* [TEXTO EXTRAÍDO]:

****************************************

01 Oct De la inclusión a la integración
Dr. J.M. Sunyer
Estas dos palabras me parecen fundamentales en el momento de reflexionar sobre la sesión de hoy. No podemos olvidar que estamos acabando nuestro periplo. La mayoría de Uds. ya se habrá hecho más menos idea de qué nota va a obtener a falta, sólo, de la valoración del cuaderno de Bitácora. Y les hice una recomendación: cerrar la experiencia del cuaderno. Y nosotros estamos haciendo algo parecido estas últimas sesiones. Y en este período de cierre, aparecen estas dos palabras que me parecen, lo repito, fundamentales.
Si acudo al diccionario (ya les he recomendado que tengan siempre a mano uno), el término incluir alude a «Poner una cosa dentro de otra o dentro de sus límites», o «Contener una cosa a otra o llevarla implícita». Y si miro el término Integrar, leo: «Unir una o más cosas con otras para que hagan un todo» o «Agregarse una o varias personas a otras para formar un cuerpo». Creo que el diccionario, en esto es muy claro. No es lo mismo integrar que incluir. Ahora bien, ¿por qué es tan difícil integrar?
En la sesión de hoy hubo varias intervenciones que me parecen aclaran esta cuestión. Como todo ser vivo, el humano está abierto a las experiencias de la vida. Ello quiere decir que, en principio, no tiene nada en contra de la incorporación de experiencias cualesquiera, y tiene una disponibilidad de integrar lo que la vida le aporta. Cuando uno observa un bebé, un niño pequeño, lo que ve es un ser ávido de conocimientos, ávido de experiencias, y que no le tiene miedo a las cosas. Está abierto a ellas. No se cuestiona si una situación le va a dañar su identidad o no. Simplemente la vive y, en base a lo que esta experiencia le ha aportado, la integra y se dispone a integrar las siguientes; o comienza a protegerse ante aquellas situaciones que le han generado o le pueden generar una experiencia desagradable.

****************************************

* [DESCRIPCIÓN DEL PROBLEMA]: Continúa el texto sobre la inclusión y la integración a partir de su última oración.

* [Etiquetas de puntos de objetos]:
****************************************

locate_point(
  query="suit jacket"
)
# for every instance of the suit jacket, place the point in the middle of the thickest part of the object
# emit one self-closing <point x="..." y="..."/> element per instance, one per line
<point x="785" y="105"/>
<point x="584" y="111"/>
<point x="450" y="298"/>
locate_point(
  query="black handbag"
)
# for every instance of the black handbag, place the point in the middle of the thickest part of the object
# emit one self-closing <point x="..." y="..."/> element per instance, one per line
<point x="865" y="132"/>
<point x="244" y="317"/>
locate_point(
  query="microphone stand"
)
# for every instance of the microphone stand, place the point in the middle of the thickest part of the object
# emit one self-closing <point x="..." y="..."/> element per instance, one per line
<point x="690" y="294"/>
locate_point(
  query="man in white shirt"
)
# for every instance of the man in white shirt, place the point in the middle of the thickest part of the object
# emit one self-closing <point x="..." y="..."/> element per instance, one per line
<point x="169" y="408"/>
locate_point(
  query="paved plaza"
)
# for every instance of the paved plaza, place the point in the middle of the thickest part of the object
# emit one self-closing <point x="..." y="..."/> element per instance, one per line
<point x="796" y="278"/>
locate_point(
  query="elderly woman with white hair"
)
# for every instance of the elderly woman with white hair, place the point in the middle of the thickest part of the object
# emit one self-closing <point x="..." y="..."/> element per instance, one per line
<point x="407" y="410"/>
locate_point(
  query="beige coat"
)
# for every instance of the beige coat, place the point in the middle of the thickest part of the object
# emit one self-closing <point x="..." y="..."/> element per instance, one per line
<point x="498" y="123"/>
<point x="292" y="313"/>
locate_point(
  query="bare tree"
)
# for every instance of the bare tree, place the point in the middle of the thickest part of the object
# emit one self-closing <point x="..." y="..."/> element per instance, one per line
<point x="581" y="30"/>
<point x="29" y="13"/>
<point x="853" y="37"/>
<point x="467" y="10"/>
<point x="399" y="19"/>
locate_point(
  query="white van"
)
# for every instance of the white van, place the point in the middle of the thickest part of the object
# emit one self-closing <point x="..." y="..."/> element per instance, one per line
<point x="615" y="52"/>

****************************************

* [RESPUESTA]:
La integración de las experiencias requiere un complejo proceso psíquico por el que nuestras estructuras mentales, las redes asociativas de elementos afectivos asociados a las experiencias y las de las experiencias mismas, deben readaptarse ante una nueva vivencia que se nos presenta. Ello requiere la capacidad psíquica de desprenderse de lo que ya no nos es útil ; y si no nos desprendemos de ello, reubicarlo para facilitar la integración de algo nuevo. Es como si hiciésemos sitio en el armario para poder incluir (y aquí sí que es incluir) ropa nueva. Pero ello se realiza con un esfuerzo que, en ocasiones, nos pone a prueba en tanto que activa no sólo cuestiones que creíamos dormidas —caramba, ¿y ahora qué hago con esa cosa?—, sino que nos pone en evidencia ante nosotros mismos y los demás. Y esto genera mal rollo, genera malestar y un cierto enfado. No nos suele resultar fácil el vernos ante la tesitura de tener que incorporar, integrar algo; sobre todo cuando este algo no lo hemos pedido.
Cuando la vida nos lo propone.
Y ahí emergen una serie de fantasmas.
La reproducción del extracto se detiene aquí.